Please repeat every entry exactly as written, but skip the pictures.
━━━━━ Recorded data
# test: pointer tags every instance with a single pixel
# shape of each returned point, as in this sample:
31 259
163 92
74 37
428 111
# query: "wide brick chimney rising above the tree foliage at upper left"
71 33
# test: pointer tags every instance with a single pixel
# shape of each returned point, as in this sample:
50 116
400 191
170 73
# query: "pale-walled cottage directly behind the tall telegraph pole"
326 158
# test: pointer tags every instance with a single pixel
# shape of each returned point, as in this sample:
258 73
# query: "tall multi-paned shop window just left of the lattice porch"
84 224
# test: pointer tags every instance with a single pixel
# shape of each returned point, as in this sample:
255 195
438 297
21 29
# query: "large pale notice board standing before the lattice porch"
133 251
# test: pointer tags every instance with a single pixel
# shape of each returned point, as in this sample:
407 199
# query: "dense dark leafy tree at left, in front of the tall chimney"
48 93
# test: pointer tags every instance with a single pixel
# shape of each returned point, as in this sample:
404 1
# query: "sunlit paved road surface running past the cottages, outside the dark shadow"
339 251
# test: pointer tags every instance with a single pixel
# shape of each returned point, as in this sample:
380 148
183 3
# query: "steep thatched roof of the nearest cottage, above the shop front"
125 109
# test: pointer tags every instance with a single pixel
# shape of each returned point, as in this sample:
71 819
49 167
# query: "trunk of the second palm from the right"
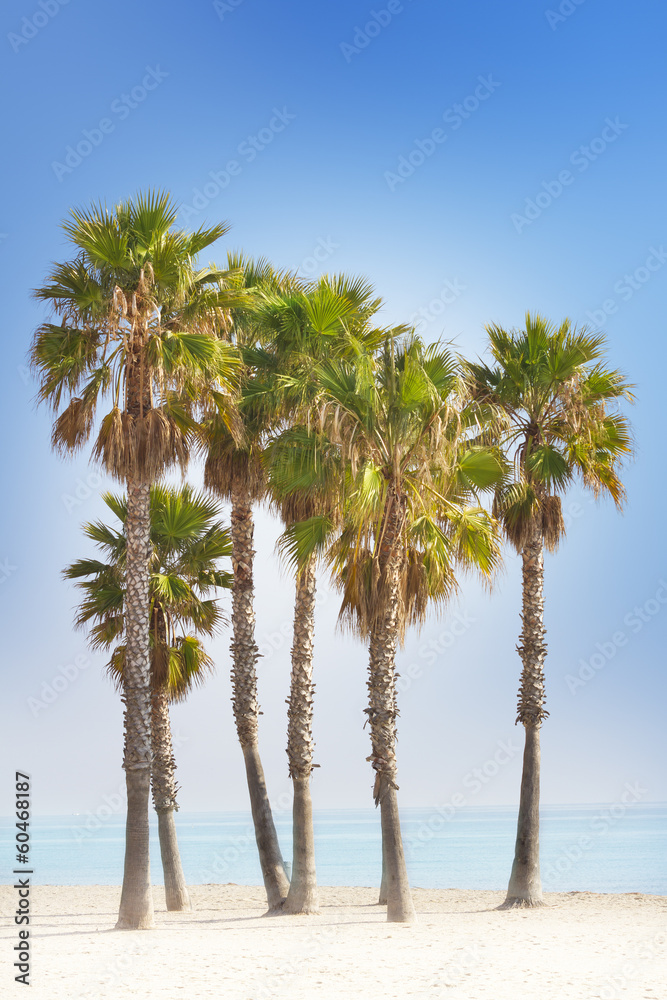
383 710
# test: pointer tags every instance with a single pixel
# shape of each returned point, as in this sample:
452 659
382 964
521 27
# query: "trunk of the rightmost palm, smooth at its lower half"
525 886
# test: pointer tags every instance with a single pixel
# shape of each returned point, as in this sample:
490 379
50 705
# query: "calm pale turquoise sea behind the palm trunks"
596 848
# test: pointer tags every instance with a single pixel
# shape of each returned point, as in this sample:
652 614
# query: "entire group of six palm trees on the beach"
376 450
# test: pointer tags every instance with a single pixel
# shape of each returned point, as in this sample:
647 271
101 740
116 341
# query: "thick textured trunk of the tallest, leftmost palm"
136 903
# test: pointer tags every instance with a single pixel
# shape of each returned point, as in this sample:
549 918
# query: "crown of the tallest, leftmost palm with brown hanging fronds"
139 324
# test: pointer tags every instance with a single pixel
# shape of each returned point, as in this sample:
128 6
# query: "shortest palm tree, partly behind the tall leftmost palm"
186 541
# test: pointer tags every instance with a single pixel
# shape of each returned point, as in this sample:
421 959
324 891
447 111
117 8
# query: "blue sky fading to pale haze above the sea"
475 160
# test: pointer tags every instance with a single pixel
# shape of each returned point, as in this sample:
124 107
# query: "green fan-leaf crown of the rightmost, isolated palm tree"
552 405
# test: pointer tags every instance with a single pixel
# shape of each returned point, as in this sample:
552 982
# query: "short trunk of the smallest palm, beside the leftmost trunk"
164 800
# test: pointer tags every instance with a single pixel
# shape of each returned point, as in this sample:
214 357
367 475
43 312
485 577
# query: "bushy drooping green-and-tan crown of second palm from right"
397 424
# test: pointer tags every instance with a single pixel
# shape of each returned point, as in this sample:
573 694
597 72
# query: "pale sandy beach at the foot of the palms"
580 947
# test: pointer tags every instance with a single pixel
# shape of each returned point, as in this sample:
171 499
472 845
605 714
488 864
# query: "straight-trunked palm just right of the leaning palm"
303 325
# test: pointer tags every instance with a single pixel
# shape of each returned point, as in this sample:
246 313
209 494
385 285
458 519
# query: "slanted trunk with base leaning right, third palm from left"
246 706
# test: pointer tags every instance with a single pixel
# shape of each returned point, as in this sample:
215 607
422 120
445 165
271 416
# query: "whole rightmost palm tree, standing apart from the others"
552 405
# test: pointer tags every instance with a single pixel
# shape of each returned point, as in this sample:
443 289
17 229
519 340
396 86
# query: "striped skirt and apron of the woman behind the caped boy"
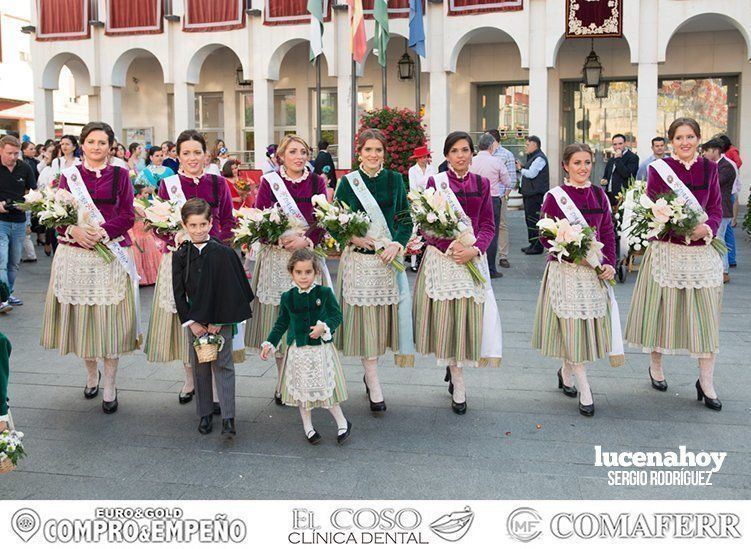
166 339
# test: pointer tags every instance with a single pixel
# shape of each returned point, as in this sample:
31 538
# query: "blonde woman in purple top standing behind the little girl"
270 276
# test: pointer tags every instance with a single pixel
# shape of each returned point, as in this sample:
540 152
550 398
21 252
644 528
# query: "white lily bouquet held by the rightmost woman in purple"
670 214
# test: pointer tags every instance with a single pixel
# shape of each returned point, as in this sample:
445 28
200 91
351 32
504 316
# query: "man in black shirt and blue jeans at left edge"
16 179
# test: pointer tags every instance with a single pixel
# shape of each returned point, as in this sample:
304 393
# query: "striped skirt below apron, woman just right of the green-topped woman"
450 328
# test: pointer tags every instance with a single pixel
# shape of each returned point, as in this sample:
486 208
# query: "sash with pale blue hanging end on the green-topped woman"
380 232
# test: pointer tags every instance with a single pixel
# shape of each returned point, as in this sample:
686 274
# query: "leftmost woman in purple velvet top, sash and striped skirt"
91 306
━━━━━━━━━━
## Answer box
# test: pointer tags every instance with a single pixel
# shape of each returned point, as in this sample:
31 259
163 92
74 37
428 111
# query: "wide brick chimney rising above the tree foliage at upper left"
71 33
# test: pointer tags every instance with a single pixel
# shape of each returned point, as in this sample:
50 116
400 191
170 73
# query: "pale-walled cottage directly behind the tall telegraph pole"
326 158
# test: pointer tags every instance with a single pixel
# shape of each returned point, as in this sample:
258 73
# query: "tall multi-paned shop window just left of the lattice porch"
84 224
# test: pointer tags every instance with a single pixel
# shape of each returned point, as in this sample:
255 195
438 297
21 29
# query: "large pale notice board standing before the lattice porch"
133 251
# test: pointer tags every instance with a single pixel
# shape of each returned point, as in this sample:
407 199
# query: "dense dark leafy tree at left, in front of the tall chimney"
48 93
# test: pointer tags every instance with a single pixel
# shape of each returned point, as in this sample:
404 1
# query: "sunlit paved road surface running past the cottages, outside the dark shadow"
339 251
# test: pointer tags every instance with a single pixel
# shape of each returned point, as in this sample:
380 148
183 3
# query: "steep thatched roof of the nearest cottage, above the shop front"
125 109
# test: pointer tags every instance with a single pixel
# shape of each returned point, as in this sample:
71 819
49 167
# query: "trunk of the second palm from the right"
383 710
# test: pointer tags every instance with a single pixel
# shape of each returned point, as in this sample:
452 659
382 964
521 27
# query: "trunk of the rightmost palm, smooth at its lower half"
525 886
# test: pointer tags every instance with a single pixel
# shape of each returned point, as in this sample:
490 379
50 705
# query: "calm pale turquoise sea behind the palm trunks"
596 848
# test: pointer tags every instance with a single pixel
# shape of each returned point, as in this sample:
652 614
# query: "entire group of six palm trees on the beach"
376 450
# test: pointer tags every instance with a single pixel
# shape of each returned point, as in this sample:
647 271
101 740
116 341
# query: "thick textured trunk of the tallest, leftmost palm"
136 903
# test: pointer tags every instance with a single pixel
# shape of each returned point, as in this sample:
549 918
# query: "crown of the tallest, leftmost palm with brown hanging fronds"
139 324
# test: pointer tags every instance with a single pixel
# shape of each returned point, as in this sample:
128 6
# query: "shortest palm tree, partly behind the tall leftmost palm"
186 541
# test: pointer tags every instance with a single pixel
# shape of each returned point, as in this sample:
421 959
324 891
447 111
117 8
# query: "blue sky fading to pale haze above the sea"
475 160
# test: pointer tags every instance with a single pixel
# shape of each returned point, as in this sample:
124 107
# query: "green fan-leaf crown of the rightmost, isolated palm tree"
552 405
# test: pointer tags every instance with a single pixel
# shape of each returned point, as in this sample:
552 982
# query: "short trunk of the smallest palm, beside the leftmost trunk"
164 800
# test: pointer tags every instance with a single pixel
# shape of each returned point, as in this sample:
214 357
367 475
43 312
485 577
# query: "bushy drooping green-and-tan crown of second palm from right"
397 424
# test: pointer tags every instance with a single pixel
# shape of each returned point, as in this sample:
573 694
597 72
# query: "pale sandy beach at the foot of the palms"
580 947
# test: pointer tags every instance with a single pixel
# shape of each returned point, as in this sample:
171 499
472 845
605 714
488 864
# query: "straight-trunked palm just right of the leaning palm"
303 325
# test: pointer tags every instance with a single pixel
# shape of each returned point, as in this sample:
246 313
209 494
385 285
458 519
# query: "slanted trunk with base leaning right, third palm from left"
246 706
# test: pointer tags every instance with a single pixel
# shape of each returned point, as in this sample:
215 607
422 120
445 165
271 416
# query: "whole rightmost palm tree, standing apart from the others"
552 405
# test: pointer tags every instance with a single pixel
# shape of each returned point, as in this sample:
443 289
17 229
519 340
396 86
# query: "striped skirt and apron of the woman behind the caped boy"
166 339
# test: pointer tags every instance with a single pixel
# shape of each returned point, as in this sample:
31 538
# query: "blonde woman in purple top standing behind the little girl"
270 276
# test: pointer tags every instance with a single pixel
# shape of each returned point, as in this sample:
540 152
550 398
21 252
644 528
# query: "white lily bouquet held by the rightmost woman in purple"
670 214
# test: pointer tags every instance with a single pixel
# shape of each returned point, as in this sample:
445 28
200 91
351 32
504 316
# query: "man in black shirt and blue jeans at left edge"
16 179
# test: pointer tags every instance with a single pixel
# shape of each returned point, as in this sample:
304 393
# query: "striped skirt below apron, woman just right of the green-topped woman"
450 328
# test: pointer tags every instance with a single pixel
# shape of each returned point, as in this sample:
486 208
# query: "sash with pale blue hanging end on the green-topped woman"
380 232
# test: pointer tags every instance with a single pixel
# shape of each returned point, as in this sample:
686 274
# query: "leftmost woman in purple velvet top, sash and striped skirt"
91 306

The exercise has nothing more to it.